**GOAL OF THE EXERCISE:**
With no additions or omissions, print the listing that follows.
-------- DATASET EXCERPTS
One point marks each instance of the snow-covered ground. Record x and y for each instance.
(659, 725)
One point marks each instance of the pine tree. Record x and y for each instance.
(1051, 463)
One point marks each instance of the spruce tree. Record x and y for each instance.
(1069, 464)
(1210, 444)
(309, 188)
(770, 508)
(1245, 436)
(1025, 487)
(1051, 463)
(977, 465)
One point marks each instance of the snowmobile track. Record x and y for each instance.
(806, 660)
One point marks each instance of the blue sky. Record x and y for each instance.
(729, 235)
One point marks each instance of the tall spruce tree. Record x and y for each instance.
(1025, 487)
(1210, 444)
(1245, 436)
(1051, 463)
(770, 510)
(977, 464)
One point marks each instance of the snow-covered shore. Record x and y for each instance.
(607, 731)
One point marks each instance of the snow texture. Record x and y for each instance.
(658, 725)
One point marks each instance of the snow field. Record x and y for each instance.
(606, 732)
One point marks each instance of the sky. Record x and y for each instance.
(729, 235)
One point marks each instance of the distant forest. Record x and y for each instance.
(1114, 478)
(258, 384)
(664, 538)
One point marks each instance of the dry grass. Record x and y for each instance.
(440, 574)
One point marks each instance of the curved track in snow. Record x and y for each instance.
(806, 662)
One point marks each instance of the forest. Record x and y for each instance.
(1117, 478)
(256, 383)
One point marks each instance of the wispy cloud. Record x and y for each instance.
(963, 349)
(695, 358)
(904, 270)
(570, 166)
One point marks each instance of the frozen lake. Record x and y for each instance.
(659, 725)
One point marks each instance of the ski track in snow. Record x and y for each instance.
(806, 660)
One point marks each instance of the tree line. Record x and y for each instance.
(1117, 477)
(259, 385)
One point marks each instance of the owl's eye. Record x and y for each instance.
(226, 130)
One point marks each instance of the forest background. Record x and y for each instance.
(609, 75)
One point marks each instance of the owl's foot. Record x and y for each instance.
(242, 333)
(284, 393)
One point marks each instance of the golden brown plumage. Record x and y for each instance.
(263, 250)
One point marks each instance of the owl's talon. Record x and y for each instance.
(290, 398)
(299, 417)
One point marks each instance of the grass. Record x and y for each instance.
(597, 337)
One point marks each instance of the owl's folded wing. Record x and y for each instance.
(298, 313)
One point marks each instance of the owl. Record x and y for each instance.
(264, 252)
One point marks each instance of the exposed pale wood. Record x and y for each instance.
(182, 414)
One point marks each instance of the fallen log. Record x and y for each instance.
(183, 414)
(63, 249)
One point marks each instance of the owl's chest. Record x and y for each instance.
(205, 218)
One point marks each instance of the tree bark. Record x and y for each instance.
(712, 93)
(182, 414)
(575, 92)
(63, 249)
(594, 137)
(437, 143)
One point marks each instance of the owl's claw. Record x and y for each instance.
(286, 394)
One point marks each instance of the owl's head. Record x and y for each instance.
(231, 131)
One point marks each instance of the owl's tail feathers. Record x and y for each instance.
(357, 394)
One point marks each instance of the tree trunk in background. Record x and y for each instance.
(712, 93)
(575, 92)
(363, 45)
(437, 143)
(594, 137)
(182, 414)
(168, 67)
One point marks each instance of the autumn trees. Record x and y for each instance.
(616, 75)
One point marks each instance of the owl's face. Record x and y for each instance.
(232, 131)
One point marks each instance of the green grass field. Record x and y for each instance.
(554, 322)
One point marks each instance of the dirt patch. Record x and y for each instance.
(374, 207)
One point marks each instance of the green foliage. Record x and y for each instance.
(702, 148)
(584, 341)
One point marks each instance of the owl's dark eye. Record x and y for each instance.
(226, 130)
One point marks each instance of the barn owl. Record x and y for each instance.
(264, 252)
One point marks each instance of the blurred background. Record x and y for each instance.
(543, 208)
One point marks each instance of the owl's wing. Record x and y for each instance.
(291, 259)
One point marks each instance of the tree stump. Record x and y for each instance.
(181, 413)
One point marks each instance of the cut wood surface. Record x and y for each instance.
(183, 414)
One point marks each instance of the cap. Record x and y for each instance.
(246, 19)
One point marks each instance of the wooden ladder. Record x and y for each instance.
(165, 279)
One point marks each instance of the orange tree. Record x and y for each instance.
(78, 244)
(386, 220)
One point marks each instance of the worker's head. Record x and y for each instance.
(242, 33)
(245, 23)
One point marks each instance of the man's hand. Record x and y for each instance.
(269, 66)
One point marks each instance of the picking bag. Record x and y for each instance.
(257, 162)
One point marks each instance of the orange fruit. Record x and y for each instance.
----------------
**EXERCISE RESULT:**
One point marks each instance of the snow-covered ground. Record x and y for each instance.
(659, 725)
One point marks each instance of the pine tree. Record x and y for each instance.
(1051, 463)
One point marks each instance of the spruce tree. Record x and y for each instance.
(1069, 464)
(1210, 444)
(309, 188)
(770, 508)
(1245, 436)
(1025, 487)
(1051, 463)
(977, 465)
One point marks each instance of the snowmobile track. Record x and y for each instance.
(806, 660)
One point marks each instance of the blue sky. Record x and y for each instance.
(729, 235)
One point marks each instance of the tall spruce tree. Record x and y for each instance.
(1025, 487)
(1210, 444)
(1245, 436)
(1051, 463)
(770, 510)
(977, 464)
One point marks each instance of the snow-covered shore. Record x and y for each instance.
(607, 731)
One point marks each instance of the snow texture. Record x and y for each instance.
(658, 725)
One point marks each instance of the snow field. Record x and y for each instance.
(606, 732)
One point marks each instance of the sky. Record x and y for each instance.
(729, 235)
One point marks each instance of the distant forest. Record x and y for each instance.
(1114, 478)
(258, 384)
(664, 538)
One point marks each instance of the dry grass. Record x and y for each instance.
(440, 574)
One point marks each instance of the curved track in snow. Record x and y for each instance.
(806, 662)
One point marks each instance of the forest. Record x and y for each instance.
(1117, 478)
(256, 383)
One point marks each instance of the wispy cloud. Record x and y for each instance.
(963, 349)
(695, 358)
(904, 270)
(570, 166)
One point marks each instance of the frozen lake. Record x and y for each instance.
(659, 725)
One point marks each instance of the ski track in snow. Record x and y for each instance.
(806, 660)
One point marks each instance of the tree line. Record x and y for each instance.
(1117, 477)
(259, 385)
One point marks each instance of the owl's eye. Record x and y for each instance.
(226, 130)
One point marks each instance of the forest background. Record x and y for each instance.
(609, 75)
One point marks each instance of the owl's foot. Record x and y for each instance.
(242, 333)
(284, 393)
One point marks each instance of the golden brown plumage. Record x and y for each instance.
(263, 250)
One point marks each instance of the owl's talon. Record x and y for each instance.
(290, 398)
(299, 417)
One point marks each instance of the grass. Record x and y for each instance.
(597, 337)
One point marks each instance of the owl's folded wing. Record x and y for each instance.
(298, 313)
One point marks each instance of the owl. Record x and y for each instance.
(264, 252)
One point marks each instance of the exposed pale wood. Record x and y for each instance.
(182, 414)
One point marks each instance of the fallen log. Record x and y for each instance.
(183, 414)
(63, 249)
One point marks each instance of the owl's chest. Record x and y for each instance.
(205, 218)
One point marks each instance of the tree bark. Record x and y for each instance.
(712, 93)
(182, 414)
(575, 92)
(63, 249)
(594, 137)
(437, 143)
One point marks each instance of the owl's claw. Record x and y for each instance.
(286, 394)
One point marks each instance of the owl's head. Record x and y for each instance.
(231, 131)
One point marks each instance of the owl's tail feathers. Record x and y for each instance.
(357, 394)
One point marks each instance of the tree trunk in background. Record x and y for each instance.
(712, 93)
(575, 92)
(363, 45)
(437, 143)
(594, 137)
(182, 414)
(168, 67)
One point marks each instance of the autumn trees. Record x and y for each instance.
(616, 75)
One point marks each instance of the owl's face. Record x and y for each instance.
(232, 131)
One point marks each instance of the green grass field. Record x and y for each instance.
(554, 322)
One point marks each instance of the dirt patch. Record x and y for each instance.
(374, 207)
One point marks each instance of the green foliage. Record x and y for each instance.
(702, 148)
(584, 341)
One point marks each instance of the owl's dark eye. Record x and y for each instance.
(226, 130)
One point marks each instance of the barn owl. Record x and y for each instance.
(264, 252)
One point marks each instance of the blurred background. Record x and y for each instance.
(543, 208)
One point marks each instance of the owl's wing. Record x and y for each instance.
(291, 259)
One point marks each instance of the tree stump. Record x and y for each instance.
(181, 413)
One point marks each instance of the cut wood surface. Record x and y for each instance.
(183, 414)
One point marks each instance of the cap. Record x and y for each instance.
(246, 19)
One point marks each instance of the wooden ladder. Record x and y for each instance.
(165, 279)
One point marks each instance of the orange tree. Record x and y for each instance.
(78, 244)
(386, 220)
One point marks each instance of the worker's head. Record x and y for each instance.
(242, 33)
(245, 23)
One point marks each instance of the man's hand. Record x and y for each instance.
(269, 66)
One point marks each instance of the picking bag. Record x and y for each instance.
(257, 162)
One point marks each instance of the orange fruit. Record x and y for each instance.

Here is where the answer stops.